- **Input**:
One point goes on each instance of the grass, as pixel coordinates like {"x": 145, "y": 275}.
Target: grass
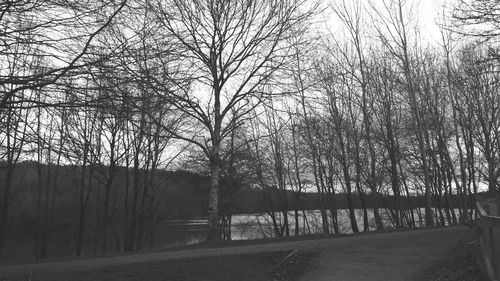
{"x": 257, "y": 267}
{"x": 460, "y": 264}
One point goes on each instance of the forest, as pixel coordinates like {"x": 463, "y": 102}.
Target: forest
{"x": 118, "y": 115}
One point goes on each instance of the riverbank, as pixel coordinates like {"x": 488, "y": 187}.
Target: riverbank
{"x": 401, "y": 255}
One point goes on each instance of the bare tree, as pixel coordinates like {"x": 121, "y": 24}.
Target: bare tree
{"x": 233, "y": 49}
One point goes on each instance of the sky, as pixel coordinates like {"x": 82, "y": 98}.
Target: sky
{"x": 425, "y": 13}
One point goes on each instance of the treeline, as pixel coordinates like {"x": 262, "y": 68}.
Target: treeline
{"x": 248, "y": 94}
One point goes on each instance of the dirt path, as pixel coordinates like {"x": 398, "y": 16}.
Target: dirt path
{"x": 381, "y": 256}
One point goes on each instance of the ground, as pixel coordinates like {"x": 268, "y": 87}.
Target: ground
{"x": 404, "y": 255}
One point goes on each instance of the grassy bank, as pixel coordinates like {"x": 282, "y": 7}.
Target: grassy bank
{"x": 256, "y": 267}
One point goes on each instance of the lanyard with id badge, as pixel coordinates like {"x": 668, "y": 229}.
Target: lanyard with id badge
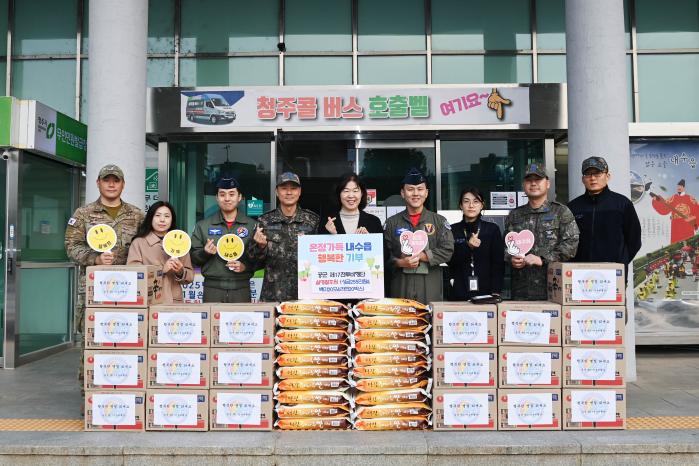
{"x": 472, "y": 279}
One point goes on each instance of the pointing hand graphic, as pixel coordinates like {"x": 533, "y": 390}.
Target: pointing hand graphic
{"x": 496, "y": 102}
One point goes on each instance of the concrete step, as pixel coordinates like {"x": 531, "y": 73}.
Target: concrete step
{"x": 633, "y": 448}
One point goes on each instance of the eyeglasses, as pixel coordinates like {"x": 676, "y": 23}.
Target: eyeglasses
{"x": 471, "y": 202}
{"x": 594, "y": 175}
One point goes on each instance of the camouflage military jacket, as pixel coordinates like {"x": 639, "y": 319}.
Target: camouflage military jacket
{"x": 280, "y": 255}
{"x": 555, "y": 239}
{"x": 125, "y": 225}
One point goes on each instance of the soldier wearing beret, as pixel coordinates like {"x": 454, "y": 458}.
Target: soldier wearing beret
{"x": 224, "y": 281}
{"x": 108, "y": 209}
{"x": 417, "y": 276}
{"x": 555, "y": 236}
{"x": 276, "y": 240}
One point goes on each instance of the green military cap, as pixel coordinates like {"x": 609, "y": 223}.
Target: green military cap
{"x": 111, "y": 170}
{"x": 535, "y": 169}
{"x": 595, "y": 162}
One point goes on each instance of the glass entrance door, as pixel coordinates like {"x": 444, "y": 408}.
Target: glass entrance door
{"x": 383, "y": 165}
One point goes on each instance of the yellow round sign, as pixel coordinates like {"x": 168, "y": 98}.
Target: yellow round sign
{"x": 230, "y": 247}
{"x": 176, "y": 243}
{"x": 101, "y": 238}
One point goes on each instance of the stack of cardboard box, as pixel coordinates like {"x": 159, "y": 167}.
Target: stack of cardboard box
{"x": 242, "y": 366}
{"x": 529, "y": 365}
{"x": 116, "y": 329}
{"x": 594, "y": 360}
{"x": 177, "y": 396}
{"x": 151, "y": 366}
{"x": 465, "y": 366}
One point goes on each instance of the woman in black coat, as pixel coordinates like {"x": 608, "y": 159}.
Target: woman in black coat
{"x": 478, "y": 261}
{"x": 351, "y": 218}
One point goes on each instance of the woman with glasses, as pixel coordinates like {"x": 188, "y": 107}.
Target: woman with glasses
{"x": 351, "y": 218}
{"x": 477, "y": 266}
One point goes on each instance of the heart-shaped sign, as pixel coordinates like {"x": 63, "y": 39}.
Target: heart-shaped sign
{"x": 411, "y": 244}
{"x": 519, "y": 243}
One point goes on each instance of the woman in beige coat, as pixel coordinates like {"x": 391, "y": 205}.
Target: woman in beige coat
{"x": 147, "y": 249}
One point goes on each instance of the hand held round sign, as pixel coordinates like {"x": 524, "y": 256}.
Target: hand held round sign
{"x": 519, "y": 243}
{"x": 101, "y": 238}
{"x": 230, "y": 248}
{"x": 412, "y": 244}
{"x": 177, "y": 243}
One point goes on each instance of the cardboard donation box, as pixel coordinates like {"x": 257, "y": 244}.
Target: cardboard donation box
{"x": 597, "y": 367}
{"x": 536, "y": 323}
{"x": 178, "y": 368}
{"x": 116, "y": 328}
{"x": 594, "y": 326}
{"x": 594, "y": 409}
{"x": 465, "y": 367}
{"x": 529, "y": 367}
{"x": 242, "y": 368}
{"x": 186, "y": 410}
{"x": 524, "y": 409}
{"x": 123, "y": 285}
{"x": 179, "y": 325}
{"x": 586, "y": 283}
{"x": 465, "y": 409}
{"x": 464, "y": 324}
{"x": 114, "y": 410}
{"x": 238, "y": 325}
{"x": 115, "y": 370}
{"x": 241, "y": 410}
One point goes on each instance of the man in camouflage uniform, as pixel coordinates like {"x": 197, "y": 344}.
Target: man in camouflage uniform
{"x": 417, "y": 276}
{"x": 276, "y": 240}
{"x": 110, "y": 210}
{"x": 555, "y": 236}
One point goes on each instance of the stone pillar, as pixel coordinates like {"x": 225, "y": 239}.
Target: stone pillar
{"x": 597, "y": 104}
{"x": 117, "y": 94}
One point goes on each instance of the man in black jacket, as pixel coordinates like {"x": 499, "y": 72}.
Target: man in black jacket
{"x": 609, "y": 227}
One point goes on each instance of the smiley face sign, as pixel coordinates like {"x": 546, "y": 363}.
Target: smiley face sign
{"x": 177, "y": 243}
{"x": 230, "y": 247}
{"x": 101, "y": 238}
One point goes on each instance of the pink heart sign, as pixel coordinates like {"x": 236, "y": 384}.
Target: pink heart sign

- **What you will do**:
Could you find each line in the entries that contains the string "pink" and copy it?

- **Response for this exercise**:
One point goes on each instance of the pink heart sign, as pixel coordinates like {"x": 236, "y": 384}.
Target: pink heart sign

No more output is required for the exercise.